▸ SUPPLIED TEXT:
I'm late to this thread so it may have already been said but isn't the IPC actually really good? What AMD do need is equal clocks.

People keep saying the R5 should be better but they've already said they are going to be 3.7ghz so how is that going to be faster than a R7 at 3.7ghz???
 
I'm late to this thread so it may have already been said but isn't the IPC actually really good? What AMD do need is equal clocks.

People keep saying the R5 should be better but they've already said they are going to be 3.7ghz so how is that going to be faster than a R7 at 3.7ghz???

IPC wise Ryzen is around 6-8% behind Kabylake. The issue is their process, 14nm LPP doesn't like very highclocks; it gets extremely hot when clocked up due to needing more voltage.
As a result R5 clocking higher is rather unlikely, but could happen due to less cores, and the 4Core having a single CCX vs 2. Other than that, clock for clock they should be near identical; with the R5 pulling ahead on some games because it'll have less latency due to not having two CCXs; and instead 1one.

Even so Ryzen does amazingly well in everything; with it's only pitfall being gaming performance at the moment.

Check out the Game Benchmarks video on the previous page, and the chaps other videos. Fantastic comparisons running raw footage with stats overlays.
 
I imagine performance will get better over time as more developers adopt DX12/Vulkan and learn to implement it properly. Right now it seems anything above four cores is wasted compute power.
 
BIOS on the MSI Tomahawk motherboard has an option to shut off cores. So in theory if R5 chips are R7 rejects then that can be tested already.
 
Even so Ryzen does amazingly well in everything; with it's only pitfall being gaming performance at the moment.

Check out the Game Benchmarks video on the previous page, and the chaps other videos. Fantastic comparisons running raw footage with stats overlays.

See now that's the problem... calling it a "pitfall", totally uncalled for, and exactly what Intel would want people to believe. It's a harsh word that paints a very negative picture, despite the fact that in some games Ryzen is level pegging, while in a few it even has the edge. Yes it loses in a fair few, but how much of that is down to lack of optimisation, motherboard BIOS, RAM etc.? An unknown quotient of course, but there are clearly lots of factors at play here, and in time it seems inevitable the gap will close once these areas are improved upon and the issue ironed out (which they will be). Lots of people are also not seeing the 'minimum' FPS is often higher with Ryzen than Kaby, which is significant, and something that will be far more noticeable than maximum, especially when those maximums are so high.

I know you did say "at the moment", but it's wrong to call gaming a Ryzen pitfall, when it's more of a bump in the road.
 
DX12/Vulcan are meant to make games even less CPU limited so if anything anything above four cores will be even more wasted.

It is supposed to be less taxing on the cpu compared with DX11 but I would imagine there is also a way to make use of that freed up compute power and translate that in to performance otherwise it make the need for the latest and greatest cpus in the future null and void in regards to gaming at least. Which surely cannot be the case.
 
I dunno it also is supposed to make it easier to use more threads? (in the long run?)

It is but at the same it's reducing the overall overhead which helps lesser core processors too, I think when Vulcan benchmarks first came out it helped boost AMD's quad core APU's the most.
 
It is but at the same it's reducing the overall overhead which helps lesser core processors too, I think when Vulcan benchmarks first came out it helped boost AMD's quad core APU's the most.

▸ WHAT TO WORK ON:
a: In the forum discussion of Ryzen gaming performance, how far behind Kabylake is Ryzen said to be in IPC?
b: Carry on the forum discussion of Ryzen gaming performance from its last post.

▸ ENTRIES SHOWN:
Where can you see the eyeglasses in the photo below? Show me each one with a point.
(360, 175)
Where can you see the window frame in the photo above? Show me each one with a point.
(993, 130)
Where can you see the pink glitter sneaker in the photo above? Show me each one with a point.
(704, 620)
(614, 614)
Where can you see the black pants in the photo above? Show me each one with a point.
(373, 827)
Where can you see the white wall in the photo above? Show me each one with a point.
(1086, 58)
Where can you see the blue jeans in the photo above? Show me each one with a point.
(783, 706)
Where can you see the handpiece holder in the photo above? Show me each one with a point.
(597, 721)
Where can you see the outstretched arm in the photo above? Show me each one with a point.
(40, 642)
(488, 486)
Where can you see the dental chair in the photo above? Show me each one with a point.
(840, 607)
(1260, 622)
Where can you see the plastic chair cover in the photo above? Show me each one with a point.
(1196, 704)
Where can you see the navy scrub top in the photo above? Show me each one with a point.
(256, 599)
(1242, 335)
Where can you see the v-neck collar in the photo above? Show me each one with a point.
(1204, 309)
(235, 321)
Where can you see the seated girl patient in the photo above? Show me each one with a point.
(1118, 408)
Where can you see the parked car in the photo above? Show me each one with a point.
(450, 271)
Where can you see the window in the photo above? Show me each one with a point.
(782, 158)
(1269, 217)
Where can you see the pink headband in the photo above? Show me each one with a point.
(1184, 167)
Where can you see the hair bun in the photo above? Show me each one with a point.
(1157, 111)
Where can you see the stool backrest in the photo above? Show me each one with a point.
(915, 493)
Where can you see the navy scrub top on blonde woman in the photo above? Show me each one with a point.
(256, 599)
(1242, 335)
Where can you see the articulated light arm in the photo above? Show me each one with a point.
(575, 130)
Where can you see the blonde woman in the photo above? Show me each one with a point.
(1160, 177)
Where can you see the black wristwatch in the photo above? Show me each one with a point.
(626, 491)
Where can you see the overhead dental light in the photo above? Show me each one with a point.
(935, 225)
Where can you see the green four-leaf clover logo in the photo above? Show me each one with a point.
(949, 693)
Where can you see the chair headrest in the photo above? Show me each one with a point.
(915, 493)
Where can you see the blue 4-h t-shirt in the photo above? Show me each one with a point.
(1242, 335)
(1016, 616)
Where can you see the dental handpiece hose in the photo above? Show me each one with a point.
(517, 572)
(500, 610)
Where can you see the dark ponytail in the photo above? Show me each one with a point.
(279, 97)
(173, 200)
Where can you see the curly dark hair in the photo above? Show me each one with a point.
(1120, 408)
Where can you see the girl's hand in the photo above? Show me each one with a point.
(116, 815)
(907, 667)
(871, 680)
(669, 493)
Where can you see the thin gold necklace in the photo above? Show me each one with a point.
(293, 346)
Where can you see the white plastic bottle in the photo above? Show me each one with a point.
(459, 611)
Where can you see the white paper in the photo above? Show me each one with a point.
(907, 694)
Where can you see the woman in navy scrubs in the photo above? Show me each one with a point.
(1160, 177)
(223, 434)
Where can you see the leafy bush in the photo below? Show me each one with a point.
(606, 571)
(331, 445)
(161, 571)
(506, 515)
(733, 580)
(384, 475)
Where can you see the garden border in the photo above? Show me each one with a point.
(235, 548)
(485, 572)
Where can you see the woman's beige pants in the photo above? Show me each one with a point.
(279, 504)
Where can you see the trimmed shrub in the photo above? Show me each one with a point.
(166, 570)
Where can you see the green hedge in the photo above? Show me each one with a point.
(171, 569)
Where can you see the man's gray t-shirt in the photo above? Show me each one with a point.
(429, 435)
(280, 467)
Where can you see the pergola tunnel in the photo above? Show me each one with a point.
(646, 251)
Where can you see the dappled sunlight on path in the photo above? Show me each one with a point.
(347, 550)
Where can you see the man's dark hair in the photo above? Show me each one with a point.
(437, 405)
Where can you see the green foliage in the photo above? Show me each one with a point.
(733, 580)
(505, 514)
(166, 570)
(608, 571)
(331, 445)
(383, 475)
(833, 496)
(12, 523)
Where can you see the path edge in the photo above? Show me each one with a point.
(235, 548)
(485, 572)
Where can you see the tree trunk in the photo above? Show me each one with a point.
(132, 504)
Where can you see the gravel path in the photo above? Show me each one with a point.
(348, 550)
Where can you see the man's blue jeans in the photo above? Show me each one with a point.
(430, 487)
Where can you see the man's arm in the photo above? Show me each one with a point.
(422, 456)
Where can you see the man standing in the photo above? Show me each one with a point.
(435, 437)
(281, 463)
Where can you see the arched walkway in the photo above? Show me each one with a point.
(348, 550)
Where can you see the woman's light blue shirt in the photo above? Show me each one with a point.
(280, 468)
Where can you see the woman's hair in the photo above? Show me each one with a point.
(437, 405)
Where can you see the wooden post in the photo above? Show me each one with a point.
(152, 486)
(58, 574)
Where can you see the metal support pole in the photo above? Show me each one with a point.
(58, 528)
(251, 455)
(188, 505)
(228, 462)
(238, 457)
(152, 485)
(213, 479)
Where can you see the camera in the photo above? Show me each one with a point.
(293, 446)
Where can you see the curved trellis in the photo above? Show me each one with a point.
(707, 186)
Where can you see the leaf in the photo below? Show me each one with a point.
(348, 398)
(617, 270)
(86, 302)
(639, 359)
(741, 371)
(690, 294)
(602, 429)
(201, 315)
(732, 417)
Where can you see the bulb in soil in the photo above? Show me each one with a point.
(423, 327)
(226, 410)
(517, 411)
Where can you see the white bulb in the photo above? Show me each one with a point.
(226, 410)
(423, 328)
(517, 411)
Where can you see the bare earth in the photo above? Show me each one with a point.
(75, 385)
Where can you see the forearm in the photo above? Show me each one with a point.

▸ ANSWERS TO EACH TASK:
a: Around 6-8%.

b:
Overhead and threads are 2 different things, you can have high over head but the game will only use one thread, you can have low overhead but the game is highly threaded, low over head is not going to make a game that likes lots of threads
work just as well on CPUs that have less cores.
 
DX12/Vulcan are meant to make games even less CPU limited so if anything anything above four cores will be even more wasted.

That's a very slightly off understanding of the advantage of DX12/Vulcan you're referring to. And leads to a wrong conclusion. Yes, one of the advantages of DX12 and Vulcan is to try and make the CPU less of a bottleneck, but not by just lowering the CPU requirements in some abstract way. It helps reduce the bottleneck in a very specific and describable way which is to enable multiple threads to feed the GPU at the same time. It doesn't speed up the CPU in some way that makes the CPU less of a bottleneck, it broadens it out so greater use can be made of multiple threads. Seen in detail, it then becomes obvious that rather than DX12 and Vulcan making more cores (sorry, moar corez) less necessary, is better thought as making higher core / thread counts more useful / easier to take advantage of.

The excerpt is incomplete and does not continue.